-- START OF TEXT BLOCK --

I’ll never forget where I was standing when I found out I had passed the Bar exam.
Right outside Cris Quinn’s office, one of the partners of Reaud, Morgan and Quinn, the law firm where I’d only been working a few months.
It was melodramatic, I know, but that news brought such relief that I immediately dropped to my knees and kissed the floor. And I just stayed there crouched down with my face to the floor, half in tears, half in laughter, saying “thank you, God, thank you, God, thank you, God” over and over.
Quite the spectacle in an otherwise somber law firm.
When Cris heard all the commotion and came out of his office, I stood up and he grinned from ear to ear, shook my hand, and was the first to say, “Congratulations, Counselor!”
Cris was the partner who hosted my welcome dinner at his house when I first moved to Beaumont, and he planned the party to celebrate my passing the Bar.
A devout Catholic, Cris was also the partner in the firm who bought fish dinners for everyone on Good Friday and made sure we all went to Red Mass every year, a Catholic service for the legal profession.
Cris was a good man. A kind-hearted man.
That’s why a few years later, when an elderly man whose case we had declined because he didn’t have a legitimate claim made an appointment to discuss it, Cris agreed to meet with him. Cris came out to greet the man and walked him back to his office, where the old man pulled a sawed-off shotgun out of a box he’d brought with him and shot Cris twice, as he was sitting down behind his desk.

-- END OF TEXT BLOCK --
-- START OF INPUT ROWS --

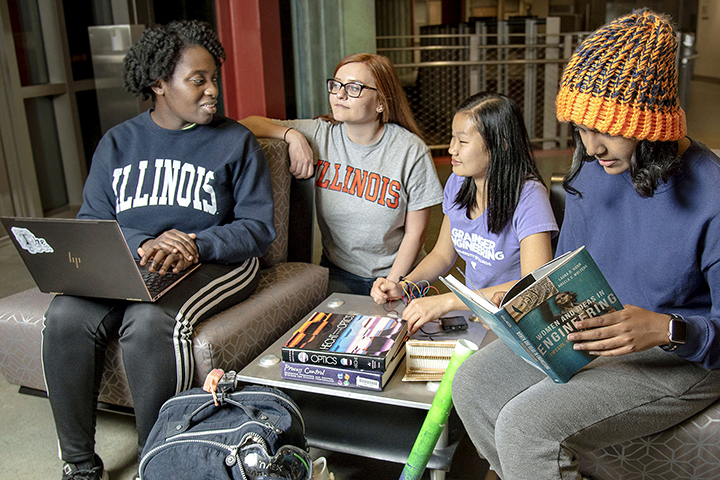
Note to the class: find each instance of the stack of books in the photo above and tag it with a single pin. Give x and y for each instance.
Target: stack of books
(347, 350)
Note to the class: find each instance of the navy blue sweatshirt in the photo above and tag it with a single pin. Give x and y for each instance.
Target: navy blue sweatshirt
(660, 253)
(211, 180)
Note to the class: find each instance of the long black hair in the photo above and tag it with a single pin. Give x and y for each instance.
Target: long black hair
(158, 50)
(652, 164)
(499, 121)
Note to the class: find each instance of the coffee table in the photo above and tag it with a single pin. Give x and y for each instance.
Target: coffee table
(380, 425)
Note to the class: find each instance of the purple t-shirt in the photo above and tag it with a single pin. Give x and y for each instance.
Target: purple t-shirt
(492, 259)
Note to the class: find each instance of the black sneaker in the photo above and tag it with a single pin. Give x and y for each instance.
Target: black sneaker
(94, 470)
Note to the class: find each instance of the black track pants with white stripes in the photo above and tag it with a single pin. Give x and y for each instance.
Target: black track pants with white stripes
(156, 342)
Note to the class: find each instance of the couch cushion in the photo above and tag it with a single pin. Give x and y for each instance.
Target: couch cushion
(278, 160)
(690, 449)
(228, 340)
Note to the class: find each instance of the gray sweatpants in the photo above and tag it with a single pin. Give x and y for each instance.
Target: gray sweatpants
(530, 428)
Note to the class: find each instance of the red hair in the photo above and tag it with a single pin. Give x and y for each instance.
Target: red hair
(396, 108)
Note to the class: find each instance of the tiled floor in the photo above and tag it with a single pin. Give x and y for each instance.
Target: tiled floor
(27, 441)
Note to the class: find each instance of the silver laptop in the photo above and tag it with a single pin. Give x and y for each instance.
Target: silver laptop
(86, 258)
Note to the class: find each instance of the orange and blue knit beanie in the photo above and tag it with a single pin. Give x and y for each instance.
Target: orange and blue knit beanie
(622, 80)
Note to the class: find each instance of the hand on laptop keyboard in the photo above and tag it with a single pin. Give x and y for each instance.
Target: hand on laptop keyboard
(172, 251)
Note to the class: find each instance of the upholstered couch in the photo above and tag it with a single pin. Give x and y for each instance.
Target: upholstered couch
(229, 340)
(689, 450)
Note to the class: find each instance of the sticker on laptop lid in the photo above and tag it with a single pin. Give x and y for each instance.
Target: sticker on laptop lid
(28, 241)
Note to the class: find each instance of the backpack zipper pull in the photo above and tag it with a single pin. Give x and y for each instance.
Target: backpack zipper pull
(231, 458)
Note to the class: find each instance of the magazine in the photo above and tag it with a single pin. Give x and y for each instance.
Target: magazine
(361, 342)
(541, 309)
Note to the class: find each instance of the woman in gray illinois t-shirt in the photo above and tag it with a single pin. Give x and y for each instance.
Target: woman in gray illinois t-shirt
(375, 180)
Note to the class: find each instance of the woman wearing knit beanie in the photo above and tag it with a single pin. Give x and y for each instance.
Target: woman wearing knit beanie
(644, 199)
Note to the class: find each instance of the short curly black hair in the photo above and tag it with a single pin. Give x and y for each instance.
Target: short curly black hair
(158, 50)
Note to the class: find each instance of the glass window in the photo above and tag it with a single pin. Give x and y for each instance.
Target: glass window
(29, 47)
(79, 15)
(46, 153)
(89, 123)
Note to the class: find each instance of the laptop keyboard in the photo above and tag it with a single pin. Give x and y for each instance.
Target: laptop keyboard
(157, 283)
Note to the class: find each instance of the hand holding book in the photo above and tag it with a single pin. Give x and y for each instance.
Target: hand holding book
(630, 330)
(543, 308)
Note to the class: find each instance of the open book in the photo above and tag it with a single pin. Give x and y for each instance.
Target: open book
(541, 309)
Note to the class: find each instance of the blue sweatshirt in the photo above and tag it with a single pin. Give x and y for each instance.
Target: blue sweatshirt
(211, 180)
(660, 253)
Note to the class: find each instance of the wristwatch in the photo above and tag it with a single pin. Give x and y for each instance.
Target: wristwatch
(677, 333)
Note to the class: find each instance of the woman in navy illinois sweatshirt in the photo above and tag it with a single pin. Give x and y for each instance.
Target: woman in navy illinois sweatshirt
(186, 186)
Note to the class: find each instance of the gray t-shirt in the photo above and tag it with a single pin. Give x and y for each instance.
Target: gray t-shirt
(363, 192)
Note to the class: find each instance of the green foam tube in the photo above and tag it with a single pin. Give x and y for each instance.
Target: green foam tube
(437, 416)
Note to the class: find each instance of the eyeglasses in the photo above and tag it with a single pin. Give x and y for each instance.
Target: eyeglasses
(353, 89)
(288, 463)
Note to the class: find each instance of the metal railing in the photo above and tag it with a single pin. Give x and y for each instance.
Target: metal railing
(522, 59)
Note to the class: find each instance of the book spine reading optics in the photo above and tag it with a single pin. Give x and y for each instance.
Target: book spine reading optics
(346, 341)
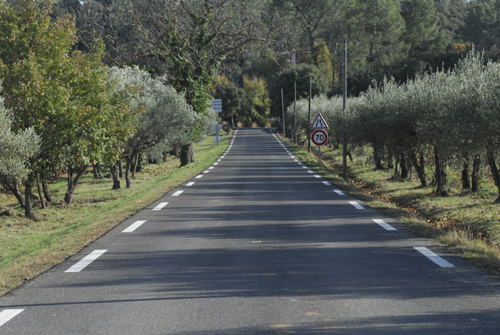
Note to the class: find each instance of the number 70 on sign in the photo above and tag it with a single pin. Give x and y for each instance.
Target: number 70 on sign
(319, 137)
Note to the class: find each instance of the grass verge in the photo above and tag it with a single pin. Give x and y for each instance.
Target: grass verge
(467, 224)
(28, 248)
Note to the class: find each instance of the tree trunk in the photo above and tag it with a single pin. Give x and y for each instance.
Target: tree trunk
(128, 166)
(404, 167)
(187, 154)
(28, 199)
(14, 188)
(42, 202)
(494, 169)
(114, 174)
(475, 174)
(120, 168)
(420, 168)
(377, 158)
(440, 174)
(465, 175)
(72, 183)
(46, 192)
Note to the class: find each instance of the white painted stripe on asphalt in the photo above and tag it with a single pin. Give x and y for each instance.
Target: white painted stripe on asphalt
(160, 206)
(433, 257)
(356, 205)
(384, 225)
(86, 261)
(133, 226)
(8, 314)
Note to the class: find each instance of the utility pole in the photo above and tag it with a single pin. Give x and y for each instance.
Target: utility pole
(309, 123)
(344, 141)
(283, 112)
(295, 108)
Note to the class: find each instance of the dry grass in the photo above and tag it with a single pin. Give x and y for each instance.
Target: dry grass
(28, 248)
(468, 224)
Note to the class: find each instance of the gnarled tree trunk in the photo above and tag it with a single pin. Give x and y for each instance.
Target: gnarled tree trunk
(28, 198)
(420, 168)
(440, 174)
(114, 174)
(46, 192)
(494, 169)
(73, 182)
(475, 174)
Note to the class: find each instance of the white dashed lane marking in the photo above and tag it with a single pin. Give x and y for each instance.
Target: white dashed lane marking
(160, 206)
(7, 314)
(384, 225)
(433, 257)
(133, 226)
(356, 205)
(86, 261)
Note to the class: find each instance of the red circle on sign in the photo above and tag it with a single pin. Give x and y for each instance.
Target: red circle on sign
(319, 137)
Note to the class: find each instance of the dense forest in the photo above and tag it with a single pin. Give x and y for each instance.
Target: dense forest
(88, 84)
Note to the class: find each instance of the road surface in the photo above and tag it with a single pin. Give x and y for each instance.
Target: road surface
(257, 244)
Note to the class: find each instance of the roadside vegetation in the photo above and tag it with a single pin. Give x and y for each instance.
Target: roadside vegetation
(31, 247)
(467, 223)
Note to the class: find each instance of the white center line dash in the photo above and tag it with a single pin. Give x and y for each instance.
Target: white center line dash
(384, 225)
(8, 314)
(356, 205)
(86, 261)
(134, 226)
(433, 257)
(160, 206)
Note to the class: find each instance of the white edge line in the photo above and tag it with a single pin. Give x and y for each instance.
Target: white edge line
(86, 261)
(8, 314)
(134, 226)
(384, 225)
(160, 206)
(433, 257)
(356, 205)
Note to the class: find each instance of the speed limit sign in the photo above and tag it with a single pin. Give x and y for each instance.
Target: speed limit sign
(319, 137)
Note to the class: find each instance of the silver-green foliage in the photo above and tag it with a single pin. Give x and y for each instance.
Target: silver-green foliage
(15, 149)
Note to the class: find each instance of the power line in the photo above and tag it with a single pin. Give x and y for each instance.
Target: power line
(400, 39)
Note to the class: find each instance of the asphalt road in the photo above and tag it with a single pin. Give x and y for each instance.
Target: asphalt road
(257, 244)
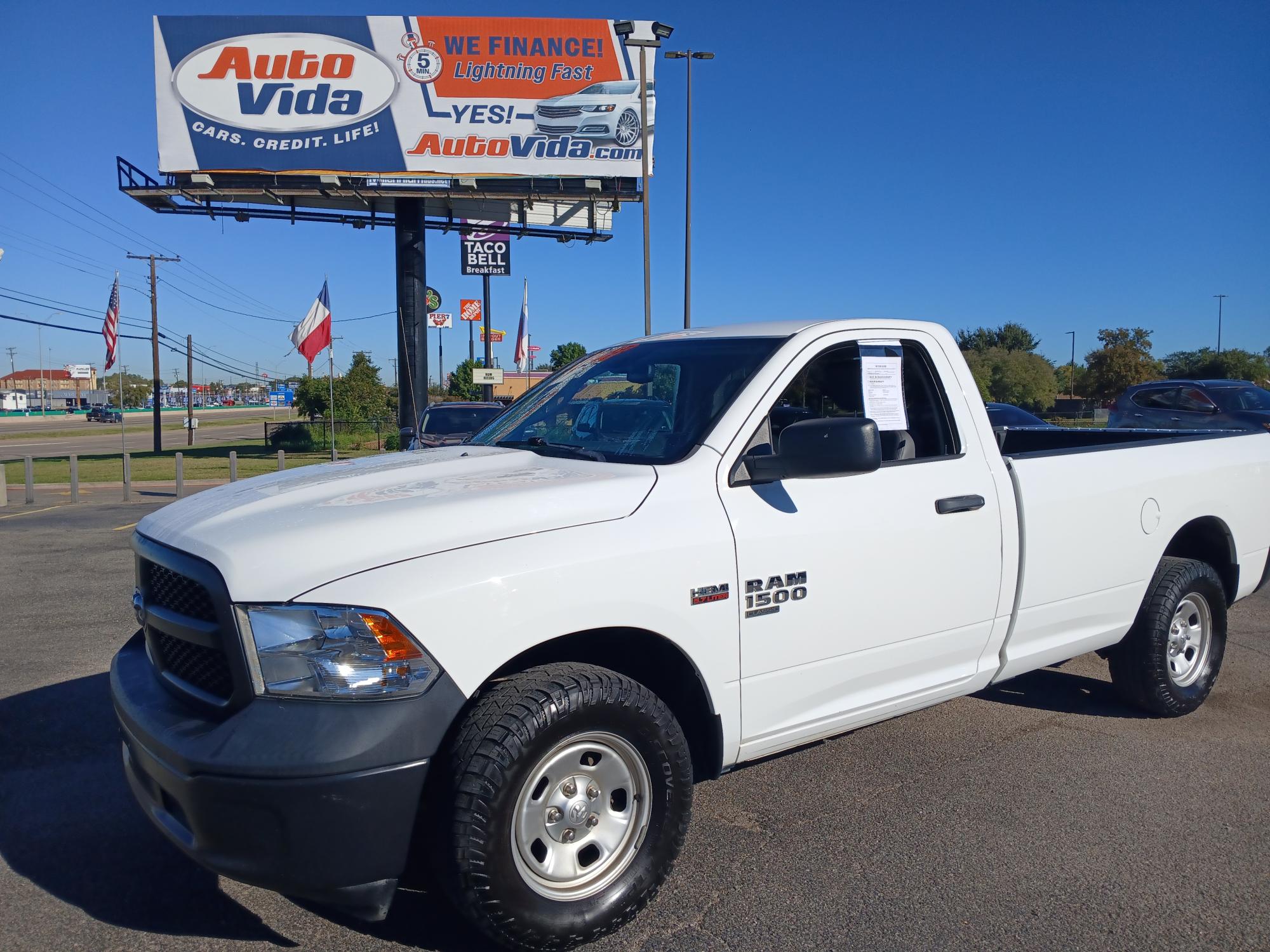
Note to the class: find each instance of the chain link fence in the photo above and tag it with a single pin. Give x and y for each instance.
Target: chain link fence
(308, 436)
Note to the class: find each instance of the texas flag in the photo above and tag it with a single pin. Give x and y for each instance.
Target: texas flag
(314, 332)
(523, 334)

-- END OF INPUT ROWS --

= REQUIRED TASKS =
a: In the records, take the lines from the one containing "Note to the class: find each instance of the chain" through the last line of the records, inclusive. Reproduce every one of them, shifting each x and y coordinate in the answers up by 89.
b: Extend the passage about Cris Quinn, continuing from its final sentence.

= ANSWER SET =
a:
Note to the class: find each instance of the chain link fence in the photo above and tag it with a single pin. Give x and y for each instance.
Target: chain link fence
(397, 525)
Note to the class: find each instance of the texas flag in the photo above and tag it with a single pin. Give x and y for each instance.
Target: texas flag
(403, 421)
(612, 423)

b:
When I heard that Cris had been killed, I dropped to my knees again, and thought about all the people who would’ve been working around Cris’s office at the time. People in the same spot where I’d stood earlier, and so many other times.
How terrified they must have been in that moment.
How haunted they must have been for days, weeks, months to come.
The unfathomable heartache of a wife and five children.
Children whose father had been a star football player at Baylor University, but felt football was too dangerous, so he encouraged his daughters and sons to play soccer. And he was the dad
who built the city complex of soccer fields so all the kids in Beaumont could play.
Death is hard enough, but when it’s so abrupt – and so intentionally violent – it’s horrific.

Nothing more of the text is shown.